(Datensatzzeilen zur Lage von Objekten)
□ □ □ □ □ □ □

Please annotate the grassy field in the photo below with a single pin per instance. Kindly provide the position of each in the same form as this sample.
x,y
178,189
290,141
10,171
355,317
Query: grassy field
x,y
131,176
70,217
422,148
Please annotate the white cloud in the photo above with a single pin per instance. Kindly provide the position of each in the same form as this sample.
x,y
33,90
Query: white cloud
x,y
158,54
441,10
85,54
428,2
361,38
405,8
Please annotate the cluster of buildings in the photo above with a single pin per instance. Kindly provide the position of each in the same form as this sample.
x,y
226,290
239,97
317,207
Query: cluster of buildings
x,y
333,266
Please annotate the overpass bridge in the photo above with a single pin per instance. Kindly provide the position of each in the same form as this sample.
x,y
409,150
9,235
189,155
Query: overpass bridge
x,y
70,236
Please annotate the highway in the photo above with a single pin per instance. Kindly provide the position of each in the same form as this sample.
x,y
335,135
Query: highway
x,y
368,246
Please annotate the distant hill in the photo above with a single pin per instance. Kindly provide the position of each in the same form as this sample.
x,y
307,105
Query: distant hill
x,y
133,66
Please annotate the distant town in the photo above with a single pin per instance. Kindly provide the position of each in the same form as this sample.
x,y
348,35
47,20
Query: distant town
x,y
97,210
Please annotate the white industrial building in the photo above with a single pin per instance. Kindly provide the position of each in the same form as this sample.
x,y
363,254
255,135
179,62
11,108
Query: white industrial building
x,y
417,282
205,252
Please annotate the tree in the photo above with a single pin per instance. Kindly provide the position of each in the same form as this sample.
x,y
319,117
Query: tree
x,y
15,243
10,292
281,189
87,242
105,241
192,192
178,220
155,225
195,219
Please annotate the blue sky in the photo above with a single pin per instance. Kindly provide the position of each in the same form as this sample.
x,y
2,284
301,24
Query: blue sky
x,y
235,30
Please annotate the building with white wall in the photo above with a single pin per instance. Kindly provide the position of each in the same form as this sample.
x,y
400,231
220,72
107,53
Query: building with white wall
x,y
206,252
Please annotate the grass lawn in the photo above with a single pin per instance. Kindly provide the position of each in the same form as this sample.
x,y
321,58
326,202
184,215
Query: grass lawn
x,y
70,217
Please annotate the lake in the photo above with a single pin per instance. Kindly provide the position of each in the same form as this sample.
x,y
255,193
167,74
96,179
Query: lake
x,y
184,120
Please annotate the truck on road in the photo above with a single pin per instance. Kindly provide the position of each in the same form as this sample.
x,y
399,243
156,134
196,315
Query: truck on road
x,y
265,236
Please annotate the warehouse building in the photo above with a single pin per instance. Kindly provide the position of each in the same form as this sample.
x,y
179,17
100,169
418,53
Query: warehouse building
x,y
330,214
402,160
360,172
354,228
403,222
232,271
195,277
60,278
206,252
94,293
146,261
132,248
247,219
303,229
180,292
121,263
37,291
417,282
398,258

□ □ □ □ □ □ □

### GESTELLTE AUFGABE
Gib das gesamte Material oben Zeile für Zeile unverändert wieder.

### LÖSUNG DER AUFGABE
Please annotate the grassy field in the photo below with a single pin per instance. Kindly provide the position of each in the same form as this sample.
x,y
178,189
290,141
10,171
355,317
Query: grassy field
x,y
131,176
70,217
422,148
Please annotate the white cloud in the photo above with a single pin per instance. Kindly provide the position of each in the same form as this sample.
x,y
33,90
Query: white cloud
x,y
158,54
441,10
85,54
428,2
361,38
405,8
Please annotate the cluster of buildings in the photo above with a single pin per instance. Kindly provide the position of each in the same form as this sample.
x,y
226,290
239,97
317,207
Query: cluster of buildings
x,y
333,266
Please annotate the overpass bridge in the photo above with a single pin per instance. Kindly provide the position of each in the same form as this sample.
x,y
409,150
9,235
189,155
Query: overpass bridge
x,y
70,236
Please annotate the highway in the photo above with a single pin per instance. Kindly provide the position of each in the same form as this sample.
x,y
335,135
Query: highway
x,y
368,246
Please annotate the distant hill in the photo above with a single pin per instance. Kindly provide the position of each in the same form as this sample.
x,y
307,105
Query: distant hill
x,y
133,66
Please annotate the distant town in the photo above with a single pin per instance. Kindly provide the position of each in the same form as this sample.
x,y
348,35
47,20
Query: distant town
x,y
97,210
Please annotate the white industrial building in the photo above with a single pin per instance. Kindly provide the position of each in the same form as this sample.
x,y
363,254
255,135
179,62
11,108
Query: white industrial building
x,y
417,282
205,252
Please annotate the tree in the photo above with a single pin per instance. Kindly provide the position of each in the same form as this sample.
x,y
319,117
Query: tree
x,y
15,243
10,292
281,189
87,242
105,241
192,192
178,220
155,225
195,219
Please annotate the blue sky in the photo above with a single pin per instance. Kindly provide the position of each in the same form as this sample.
x,y
2,284
301,24
Query: blue sky
x,y
235,30
Please annotate the building with white wall in the photo above with a single pin per instance. Kindly provide the position of each in the same form as this sample.
x,y
400,231
220,72
107,53
Query: building with white wall
x,y
206,252
Please annotate the grass lawn in the photo above with a single pin per instance. Kindly provide the position of each in the same form as this sample.
x,y
321,58
326,202
184,215
Query: grass lawn
x,y
70,217
Please annotate the lake in the photo above with a single pin per instance. Kindly provide the position of each in the same form as this sample.
x,y
255,193
167,74
96,179
Query: lake
x,y
184,120
Please annotate the truck on road in the photo above with a single pin per instance. Kindly provide the position of each in the same form as this sample.
x,y
399,243
156,134
196,315
Query: truck on road
x,y
265,236
Please annotate the warehouse building in the photo above with a single pin per instance. Kindly provide the position of each in the same form as this sample.
x,y
179,17
100,169
418,53
Query: warehouse building
x,y
330,214
402,160
360,172
354,228
403,222
232,271
195,277
60,278
206,252
94,293
146,261
132,248
247,219
303,229
180,292
121,263
37,291
417,282
398,258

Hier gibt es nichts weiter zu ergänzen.